- Task A:
Find each line in the records that contains the word "shingled" and copy those lines.

- Text segment:
━━━━━━━━━━━━━━━━━━━━

Starting in the top left corner of a 2x2 grid, and only being able to move to the right and down,

there are exactly 6 routes to the bottom right corner.

How many such routes are there through a 20x20 grid?

# Algorithm

Each grid consists of `(width+1)*(height+1)`

points. The grid in the problem statement has `(2+1)*(2+1)=9`

points.

I chose my coordinates to be [0][0] in the top left corner and [width][height] in the bottom right corner.

For each point in a grid, the number of routes from *this point* to the lower right corner

is the sum of all routes when going right plus all routes when going down:

`grid[x][y] = grid[x+1][y] + grid[x][y+1];`

There is a single route from the lower right corner to itself ("stay where you are"):

`grid[width][height] = 1;`

Now I perform a breadth-first search (en.wikipedia.org/wiki/Breadth-first_search) from the lower-right corner to the upper-left corner.

A queue named `next`

contains the coordinates of the next points to analyze - initially it holds the point above the lower-right corner

and the point to the left of the lower-right corner.

A loop processes each point in `next`

:

1. If this point was already processed, skip it

2. If it is possible to move right then get the number of routes stored in `grid[x+1][y]`

3. If it is possible to move down then get the number of routes stored in `grid[x][y+1]`

4. Write the sum of step 2 and 3 to `grid[x][y]`

, potentially avoid overflow (see Hackerrank modification)

5. If there is a left neighbor, enqueue it in `next`

6. If there is a neighbor above, enqueue it in `next`

Finally we have the result in `grid[0][0]`

.

## Alternative Approaches

I later found a posting on the internet that the result is

frac{(width + height)!}{width! height!}

but I'm not a math guy, I'm a programmer ...

however, the best explanation for that formula is as follows and unfortunately, it's about bits :-) :

If we take any route through the grid then a decision has to be made at each point: walk to the right or walk down.

That's similar to a binary number where each bit can be either 0 or 1. Let's say 0 means "right" and 1 means "down".

Then we have to make width + height decisions: exactly width times we have to go right and exactly height times we have to go down.

In our imaginary binary number, there are width + height bits with height 0s and width 1s.

━━━━━━━━━━━━━━━━━━━━

- Task B:
Answer these questions using the grid-routes text.
(i) How many routes lead from the top left corner to the bottom right corner of a 2x2 grid?
(ii) What coordinates are assigned to the top left corner?
(iii) In the comparison with a binary number, which direction does 0 stand for?

━━━━━━━━━━━━━━━━━━━━

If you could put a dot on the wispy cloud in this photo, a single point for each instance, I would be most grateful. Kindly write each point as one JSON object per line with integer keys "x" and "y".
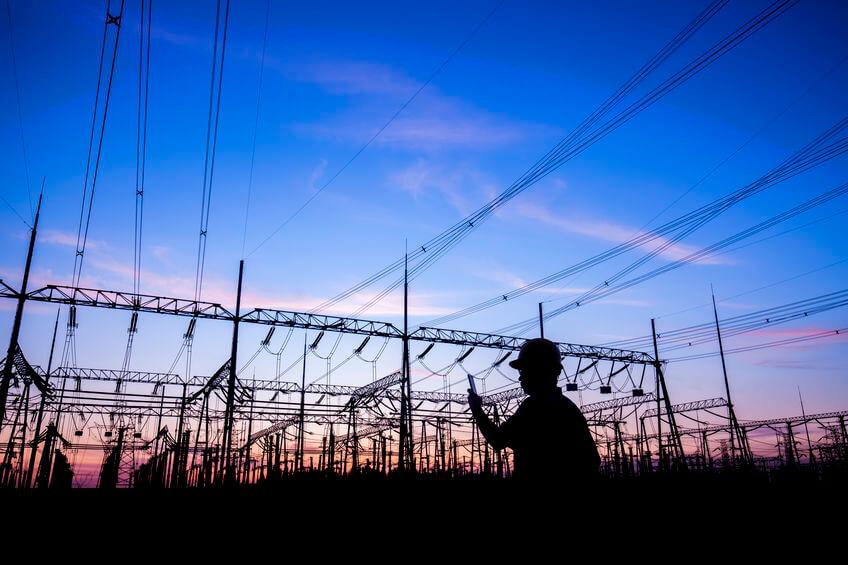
{"x": 433, "y": 121}
{"x": 67, "y": 239}
{"x": 463, "y": 187}
{"x": 606, "y": 231}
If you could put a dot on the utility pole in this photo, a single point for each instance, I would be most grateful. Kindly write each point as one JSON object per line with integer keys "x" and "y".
{"x": 806, "y": 428}
{"x": 176, "y": 473}
{"x": 41, "y": 404}
{"x": 298, "y": 459}
{"x": 405, "y": 447}
{"x": 19, "y": 311}
{"x": 731, "y": 416}
{"x": 231, "y": 385}
{"x": 677, "y": 445}
{"x": 541, "y": 322}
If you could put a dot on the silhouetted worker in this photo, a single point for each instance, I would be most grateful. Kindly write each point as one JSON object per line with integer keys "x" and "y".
{"x": 547, "y": 434}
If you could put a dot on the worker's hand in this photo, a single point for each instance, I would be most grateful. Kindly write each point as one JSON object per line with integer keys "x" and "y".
{"x": 474, "y": 401}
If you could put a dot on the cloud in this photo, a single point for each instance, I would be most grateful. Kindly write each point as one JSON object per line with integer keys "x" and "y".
{"x": 605, "y": 231}
{"x": 67, "y": 239}
{"x": 433, "y": 121}
{"x": 784, "y": 364}
{"x": 351, "y": 77}
{"x": 458, "y": 186}
{"x": 107, "y": 273}
{"x": 787, "y": 333}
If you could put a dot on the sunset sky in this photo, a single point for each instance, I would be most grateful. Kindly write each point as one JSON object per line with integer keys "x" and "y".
{"x": 334, "y": 73}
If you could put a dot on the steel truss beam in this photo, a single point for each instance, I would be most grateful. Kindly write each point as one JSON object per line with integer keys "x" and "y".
{"x": 117, "y": 300}
{"x": 689, "y": 407}
{"x": 474, "y": 339}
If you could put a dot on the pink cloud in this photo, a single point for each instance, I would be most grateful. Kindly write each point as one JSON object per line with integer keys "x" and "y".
{"x": 787, "y": 333}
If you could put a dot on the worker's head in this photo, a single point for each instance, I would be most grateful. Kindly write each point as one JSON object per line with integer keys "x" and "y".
{"x": 539, "y": 364}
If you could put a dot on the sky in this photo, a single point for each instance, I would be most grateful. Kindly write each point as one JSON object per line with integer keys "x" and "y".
{"x": 333, "y": 75}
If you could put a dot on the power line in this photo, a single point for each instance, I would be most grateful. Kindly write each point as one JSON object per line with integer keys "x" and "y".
{"x": 18, "y": 99}
{"x": 85, "y": 210}
{"x": 569, "y": 147}
{"x": 391, "y": 119}
{"x": 752, "y": 291}
{"x": 697, "y": 334}
{"x": 141, "y": 138}
{"x": 605, "y": 289}
{"x": 804, "y": 159}
{"x": 211, "y": 143}
{"x": 767, "y": 345}
{"x": 256, "y": 124}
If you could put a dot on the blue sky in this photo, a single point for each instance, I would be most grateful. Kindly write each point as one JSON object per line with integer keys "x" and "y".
{"x": 333, "y": 74}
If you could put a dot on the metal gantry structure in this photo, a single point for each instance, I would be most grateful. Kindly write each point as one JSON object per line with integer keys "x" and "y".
{"x": 400, "y": 430}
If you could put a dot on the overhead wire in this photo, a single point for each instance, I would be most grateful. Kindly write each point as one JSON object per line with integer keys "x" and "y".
{"x": 256, "y": 123}
{"x": 211, "y": 142}
{"x": 605, "y": 290}
{"x": 20, "y": 111}
{"x": 89, "y": 191}
{"x": 141, "y": 137}
{"x": 565, "y": 150}
{"x": 377, "y": 134}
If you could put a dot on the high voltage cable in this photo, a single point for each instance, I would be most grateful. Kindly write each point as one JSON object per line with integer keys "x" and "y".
{"x": 744, "y": 323}
{"x": 459, "y": 229}
{"x": 256, "y": 123}
{"x": 805, "y": 158}
{"x": 141, "y": 137}
{"x": 85, "y": 210}
{"x": 767, "y": 345}
{"x": 602, "y": 292}
{"x": 403, "y": 107}
{"x": 441, "y": 244}
{"x": 211, "y": 142}
{"x": 20, "y": 112}
{"x": 752, "y": 291}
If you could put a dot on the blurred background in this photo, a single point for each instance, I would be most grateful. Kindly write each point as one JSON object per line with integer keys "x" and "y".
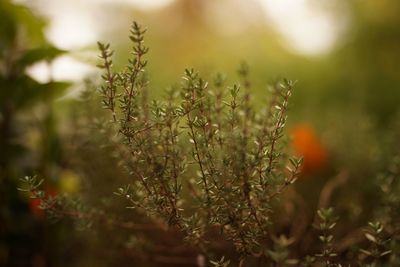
{"x": 344, "y": 116}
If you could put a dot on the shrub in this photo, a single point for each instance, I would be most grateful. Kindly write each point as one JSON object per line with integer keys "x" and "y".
{"x": 205, "y": 164}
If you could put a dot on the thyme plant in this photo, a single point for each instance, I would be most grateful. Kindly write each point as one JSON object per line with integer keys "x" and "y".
{"x": 201, "y": 144}
{"x": 204, "y": 162}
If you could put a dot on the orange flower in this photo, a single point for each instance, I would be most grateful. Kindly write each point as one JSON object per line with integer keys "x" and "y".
{"x": 306, "y": 144}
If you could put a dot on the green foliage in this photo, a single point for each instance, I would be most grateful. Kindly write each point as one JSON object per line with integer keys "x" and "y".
{"x": 226, "y": 155}
{"x": 206, "y": 167}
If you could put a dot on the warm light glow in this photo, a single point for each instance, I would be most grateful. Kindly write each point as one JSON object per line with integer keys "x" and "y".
{"x": 64, "y": 68}
{"x": 306, "y": 28}
{"x": 143, "y": 4}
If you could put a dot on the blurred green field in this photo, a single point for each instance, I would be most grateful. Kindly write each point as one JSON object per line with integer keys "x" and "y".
{"x": 343, "y": 118}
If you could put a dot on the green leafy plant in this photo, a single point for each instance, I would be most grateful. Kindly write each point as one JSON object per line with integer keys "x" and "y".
{"x": 204, "y": 166}
{"x": 214, "y": 146}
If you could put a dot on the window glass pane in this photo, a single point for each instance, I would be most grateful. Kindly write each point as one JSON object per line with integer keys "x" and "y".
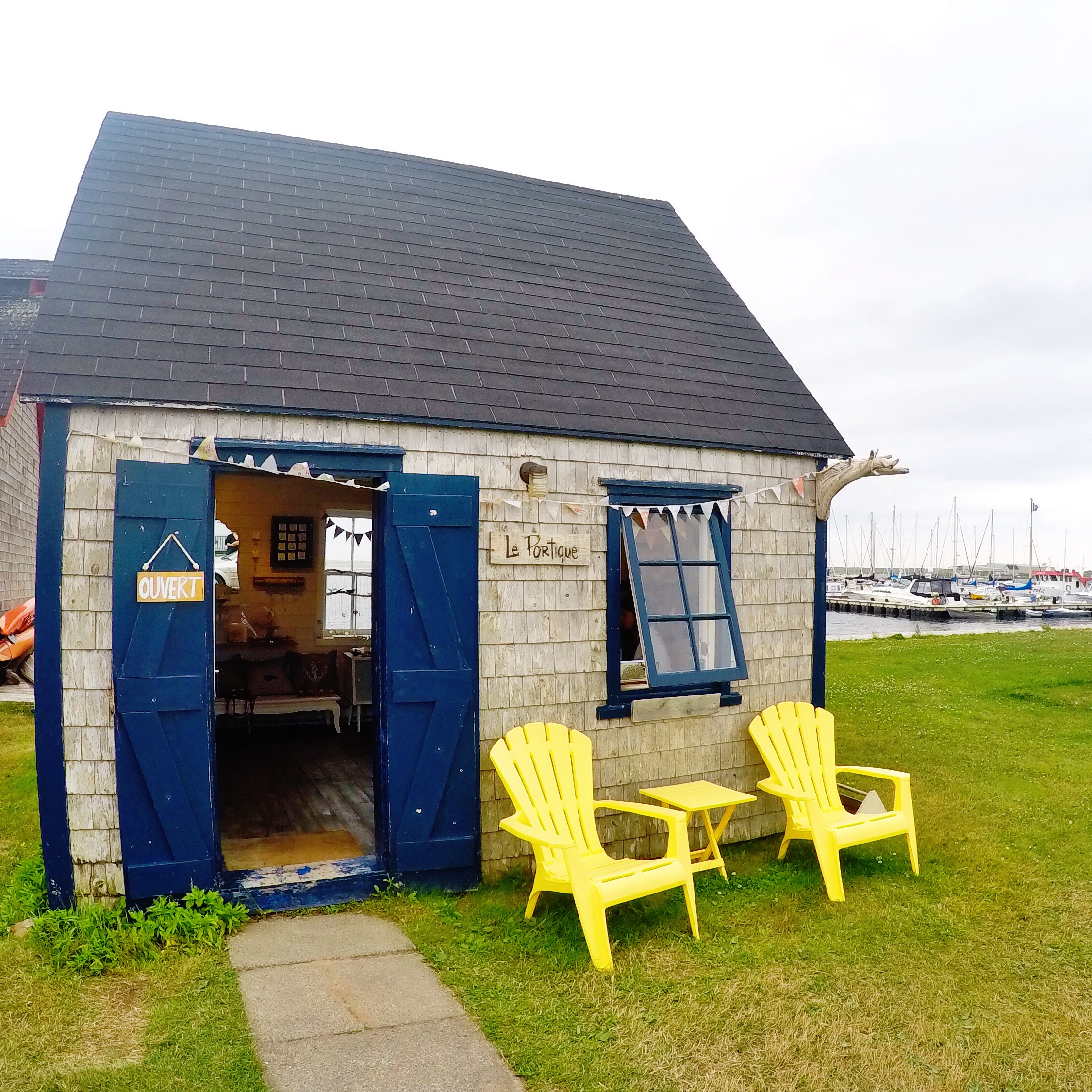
{"x": 347, "y": 564}
{"x": 654, "y": 542}
{"x": 696, "y": 543}
{"x": 704, "y": 589}
{"x": 663, "y": 593}
{"x": 714, "y": 645}
{"x": 671, "y": 647}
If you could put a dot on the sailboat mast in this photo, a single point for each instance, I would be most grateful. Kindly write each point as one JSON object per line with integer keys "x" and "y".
{"x": 955, "y": 540}
{"x": 1031, "y": 535}
{"x": 893, "y": 541}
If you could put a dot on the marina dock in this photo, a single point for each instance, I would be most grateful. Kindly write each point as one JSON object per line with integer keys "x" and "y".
{"x": 948, "y": 610}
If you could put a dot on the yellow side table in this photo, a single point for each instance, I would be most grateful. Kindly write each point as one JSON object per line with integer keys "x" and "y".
{"x": 700, "y": 796}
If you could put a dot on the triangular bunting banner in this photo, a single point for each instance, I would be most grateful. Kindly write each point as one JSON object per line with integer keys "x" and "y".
{"x": 207, "y": 449}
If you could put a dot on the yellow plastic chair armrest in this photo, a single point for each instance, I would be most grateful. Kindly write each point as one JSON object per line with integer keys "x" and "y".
{"x": 535, "y": 837}
{"x": 769, "y": 785}
{"x": 874, "y": 771}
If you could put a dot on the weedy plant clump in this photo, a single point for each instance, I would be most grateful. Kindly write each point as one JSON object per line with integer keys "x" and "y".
{"x": 94, "y": 938}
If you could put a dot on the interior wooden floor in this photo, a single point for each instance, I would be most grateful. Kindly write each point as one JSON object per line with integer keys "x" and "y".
{"x": 294, "y": 794}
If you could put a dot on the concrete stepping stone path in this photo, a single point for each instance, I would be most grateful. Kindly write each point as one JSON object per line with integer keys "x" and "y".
{"x": 344, "y": 1003}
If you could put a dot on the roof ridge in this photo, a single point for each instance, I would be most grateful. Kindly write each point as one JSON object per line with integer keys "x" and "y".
{"x": 398, "y": 155}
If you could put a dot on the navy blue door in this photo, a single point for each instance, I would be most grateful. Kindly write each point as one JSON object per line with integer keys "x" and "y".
{"x": 429, "y": 656}
{"x": 163, "y": 683}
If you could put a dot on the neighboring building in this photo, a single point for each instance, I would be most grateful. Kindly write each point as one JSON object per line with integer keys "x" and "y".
{"x": 495, "y": 357}
{"x": 22, "y": 284}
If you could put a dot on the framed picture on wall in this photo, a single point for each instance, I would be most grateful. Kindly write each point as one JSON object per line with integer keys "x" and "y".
{"x": 292, "y": 542}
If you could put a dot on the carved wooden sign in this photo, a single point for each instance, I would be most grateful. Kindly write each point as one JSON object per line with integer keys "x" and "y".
{"x": 540, "y": 547}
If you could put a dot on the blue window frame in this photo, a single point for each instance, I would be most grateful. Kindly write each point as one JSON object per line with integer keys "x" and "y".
{"x": 673, "y": 570}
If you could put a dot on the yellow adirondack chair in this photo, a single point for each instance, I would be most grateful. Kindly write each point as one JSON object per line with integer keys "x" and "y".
{"x": 547, "y": 771}
{"x": 796, "y": 743}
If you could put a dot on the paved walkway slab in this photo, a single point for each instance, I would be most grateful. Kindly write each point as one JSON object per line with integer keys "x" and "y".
{"x": 344, "y": 1003}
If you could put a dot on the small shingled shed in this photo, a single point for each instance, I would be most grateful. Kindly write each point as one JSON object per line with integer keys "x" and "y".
{"x": 353, "y": 461}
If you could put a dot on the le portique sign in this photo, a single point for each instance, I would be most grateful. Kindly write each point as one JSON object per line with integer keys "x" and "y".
{"x": 539, "y": 547}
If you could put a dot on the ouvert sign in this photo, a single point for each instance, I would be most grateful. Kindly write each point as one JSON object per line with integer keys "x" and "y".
{"x": 539, "y": 547}
{"x": 169, "y": 587}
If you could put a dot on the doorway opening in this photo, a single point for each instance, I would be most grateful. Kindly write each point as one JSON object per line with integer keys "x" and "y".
{"x": 295, "y": 733}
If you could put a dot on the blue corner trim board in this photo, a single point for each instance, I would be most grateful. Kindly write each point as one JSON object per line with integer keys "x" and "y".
{"x": 819, "y": 617}
{"x": 49, "y": 735}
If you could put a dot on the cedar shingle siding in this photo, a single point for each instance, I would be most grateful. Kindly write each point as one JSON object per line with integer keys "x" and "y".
{"x": 203, "y": 265}
{"x": 19, "y": 433}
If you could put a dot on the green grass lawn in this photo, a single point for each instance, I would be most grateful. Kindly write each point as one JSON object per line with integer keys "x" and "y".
{"x": 975, "y": 976}
{"x": 175, "y": 1025}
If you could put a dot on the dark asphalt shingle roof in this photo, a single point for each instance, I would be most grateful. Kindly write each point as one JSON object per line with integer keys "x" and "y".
{"x": 24, "y": 269}
{"x": 18, "y": 314}
{"x": 209, "y": 265}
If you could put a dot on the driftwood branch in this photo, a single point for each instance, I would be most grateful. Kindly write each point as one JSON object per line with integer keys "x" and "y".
{"x": 839, "y": 475}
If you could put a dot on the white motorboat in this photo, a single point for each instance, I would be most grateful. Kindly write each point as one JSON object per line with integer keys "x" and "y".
{"x": 916, "y": 593}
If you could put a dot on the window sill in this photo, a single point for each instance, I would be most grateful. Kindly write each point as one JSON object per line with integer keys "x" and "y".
{"x": 622, "y": 705}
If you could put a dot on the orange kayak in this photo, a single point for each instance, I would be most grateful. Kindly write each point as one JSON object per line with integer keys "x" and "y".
{"x": 17, "y": 647}
{"x": 18, "y": 619}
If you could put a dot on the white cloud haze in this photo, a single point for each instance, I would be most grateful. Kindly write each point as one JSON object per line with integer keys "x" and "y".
{"x": 900, "y": 191}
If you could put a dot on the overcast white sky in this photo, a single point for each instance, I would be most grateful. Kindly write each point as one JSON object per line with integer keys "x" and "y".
{"x": 900, "y": 191}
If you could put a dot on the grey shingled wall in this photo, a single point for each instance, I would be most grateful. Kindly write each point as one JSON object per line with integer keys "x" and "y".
{"x": 19, "y": 504}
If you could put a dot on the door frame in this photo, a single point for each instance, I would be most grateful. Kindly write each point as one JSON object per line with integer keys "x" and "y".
{"x": 337, "y": 881}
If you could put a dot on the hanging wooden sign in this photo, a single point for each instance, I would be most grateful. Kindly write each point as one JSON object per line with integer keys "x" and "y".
{"x": 541, "y": 547}
{"x": 171, "y": 587}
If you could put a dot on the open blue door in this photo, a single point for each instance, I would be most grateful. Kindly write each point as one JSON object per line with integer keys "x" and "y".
{"x": 163, "y": 683}
{"x": 429, "y": 656}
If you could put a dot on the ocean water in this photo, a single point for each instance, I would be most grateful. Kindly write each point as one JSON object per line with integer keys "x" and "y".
{"x": 853, "y": 627}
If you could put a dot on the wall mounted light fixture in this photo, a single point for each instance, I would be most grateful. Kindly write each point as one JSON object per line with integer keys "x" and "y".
{"x": 536, "y": 478}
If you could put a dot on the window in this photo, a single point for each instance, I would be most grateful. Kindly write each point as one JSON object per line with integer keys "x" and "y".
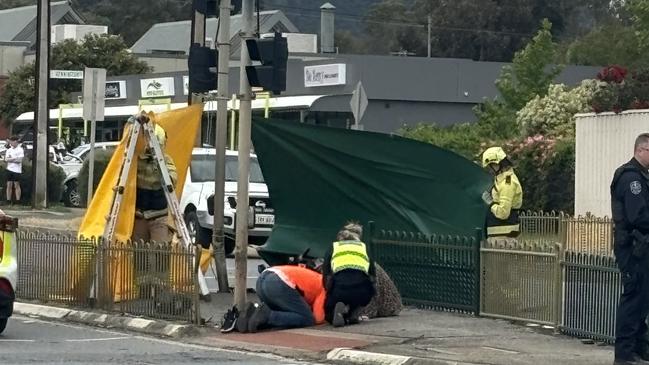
{"x": 202, "y": 169}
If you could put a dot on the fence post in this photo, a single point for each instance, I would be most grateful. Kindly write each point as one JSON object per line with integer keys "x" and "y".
{"x": 558, "y": 287}
{"x": 478, "y": 270}
{"x": 196, "y": 292}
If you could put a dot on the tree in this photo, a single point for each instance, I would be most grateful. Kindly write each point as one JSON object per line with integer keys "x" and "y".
{"x": 554, "y": 114}
{"x": 9, "y": 4}
{"x": 639, "y": 10}
{"x": 529, "y": 75}
{"x": 105, "y": 51}
{"x": 613, "y": 43}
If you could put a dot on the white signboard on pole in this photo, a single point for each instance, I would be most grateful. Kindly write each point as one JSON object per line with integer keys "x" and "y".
{"x": 66, "y": 74}
{"x": 154, "y": 88}
{"x": 94, "y": 94}
{"x": 325, "y": 75}
{"x": 358, "y": 104}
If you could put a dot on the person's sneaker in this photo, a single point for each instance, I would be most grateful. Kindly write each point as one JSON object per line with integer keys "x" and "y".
{"x": 339, "y": 314}
{"x": 230, "y": 320}
{"x": 259, "y": 318}
{"x": 634, "y": 361}
{"x": 244, "y": 317}
{"x": 355, "y": 316}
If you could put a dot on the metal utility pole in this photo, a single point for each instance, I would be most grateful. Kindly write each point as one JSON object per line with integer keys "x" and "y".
{"x": 430, "y": 24}
{"x": 245, "y": 120}
{"x": 197, "y": 36}
{"x": 220, "y": 140}
{"x": 40, "y": 165}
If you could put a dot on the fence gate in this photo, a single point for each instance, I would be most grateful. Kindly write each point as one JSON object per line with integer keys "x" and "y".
{"x": 521, "y": 281}
{"x": 437, "y": 271}
{"x": 591, "y": 294}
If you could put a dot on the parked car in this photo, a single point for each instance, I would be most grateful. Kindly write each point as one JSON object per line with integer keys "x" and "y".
{"x": 199, "y": 188}
{"x": 72, "y": 163}
{"x": 8, "y": 268}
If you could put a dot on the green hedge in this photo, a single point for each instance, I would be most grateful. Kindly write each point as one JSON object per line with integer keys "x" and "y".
{"x": 55, "y": 179}
{"x": 546, "y": 170}
{"x": 102, "y": 157}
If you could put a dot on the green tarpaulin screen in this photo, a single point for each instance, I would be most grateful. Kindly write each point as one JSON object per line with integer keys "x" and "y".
{"x": 319, "y": 177}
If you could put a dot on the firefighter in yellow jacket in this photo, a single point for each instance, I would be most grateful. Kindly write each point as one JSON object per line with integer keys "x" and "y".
{"x": 151, "y": 213}
{"x": 506, "y": 195}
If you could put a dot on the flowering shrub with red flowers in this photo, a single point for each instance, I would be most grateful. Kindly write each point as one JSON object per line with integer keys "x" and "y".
{"x": 621, "y": 90}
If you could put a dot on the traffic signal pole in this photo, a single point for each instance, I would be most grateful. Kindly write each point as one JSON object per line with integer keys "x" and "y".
{"x": 220, "y": 140}
{"x": 41, "y": 122}
{"x": 245, "y": 121}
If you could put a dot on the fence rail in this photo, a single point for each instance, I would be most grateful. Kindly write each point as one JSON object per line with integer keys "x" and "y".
{"x": 521, "y": 281}
{"x": 560, "y": 271}
{"x": 592, "y": 289}
{"x": 148, "y": 279}
{"x": 433, "y": 271}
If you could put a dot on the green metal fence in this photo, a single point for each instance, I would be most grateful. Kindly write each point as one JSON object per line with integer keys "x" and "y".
{"x": 434, "y": 271}
{"x": 592, "y": 290}
{"x": 138, "y": 278}
{"x": 560, "y": 272}
{"x": 521, "y": 281}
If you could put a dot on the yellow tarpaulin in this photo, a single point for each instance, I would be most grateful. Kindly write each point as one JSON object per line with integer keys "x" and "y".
{"x": 181, "y": 126}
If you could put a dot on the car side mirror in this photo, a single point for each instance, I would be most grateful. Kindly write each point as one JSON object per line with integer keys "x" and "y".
{"x": 210, "y": 205}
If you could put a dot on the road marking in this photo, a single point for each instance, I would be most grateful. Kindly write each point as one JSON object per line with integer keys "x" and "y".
{"x": 99, "y": 339}
{"x": 174, "y": 343}
{"x": 441, "y": 351}
{"x": 500, "y": 350}
{"x": 11, "y": 340}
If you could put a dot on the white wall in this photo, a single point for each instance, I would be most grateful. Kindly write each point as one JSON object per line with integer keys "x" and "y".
{"x": 11, "y": 57}
{"x": 603, "y": 142}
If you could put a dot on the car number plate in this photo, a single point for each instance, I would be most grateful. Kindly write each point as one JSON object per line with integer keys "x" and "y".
{"x": 265, "y": 219}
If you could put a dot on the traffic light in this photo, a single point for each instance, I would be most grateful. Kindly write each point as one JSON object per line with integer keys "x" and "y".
{"x": 273, "y": 55}
{"x": 201, "y": 78}
{"x": 206, "y": 7}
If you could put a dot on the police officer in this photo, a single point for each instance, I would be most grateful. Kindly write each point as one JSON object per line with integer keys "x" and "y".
{"x": 630, "y": 210}
{"x": 506, "y": 196}
{"x": 348, "y": 276}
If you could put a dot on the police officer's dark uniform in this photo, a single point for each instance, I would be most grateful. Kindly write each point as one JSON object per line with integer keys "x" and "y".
{"x": 630, "y": 209}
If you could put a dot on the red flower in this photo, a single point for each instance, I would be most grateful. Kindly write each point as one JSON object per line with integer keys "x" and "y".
{"x": 613, "y": 73}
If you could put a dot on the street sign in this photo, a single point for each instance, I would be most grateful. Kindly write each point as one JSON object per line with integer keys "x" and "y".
{"x": 359, "y": 104}
{"x": 94, "y": 100}
{"x": 66, "y": 74}
{"x": 94, "y": 93}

━━━━━━━━━━━━━━━━━━━━

- Right answer A:
If you could put a dot on the small shingled shed in this photo, a single point for each instance, I would be most grateful. Kindly write each point as one JSON object per line with integer keys "x" and "y".
If you could put a dot on the grey shingled wall in this photo, a single point for each instance, I would be most grateful. Kindly write each point as one JSON object per line with integer keys "x" and "y".

- Right answer B:
(i) There are exactly 6 routes.
(ii) The top left corner is [0][0].
(iii) 0 stands for "right."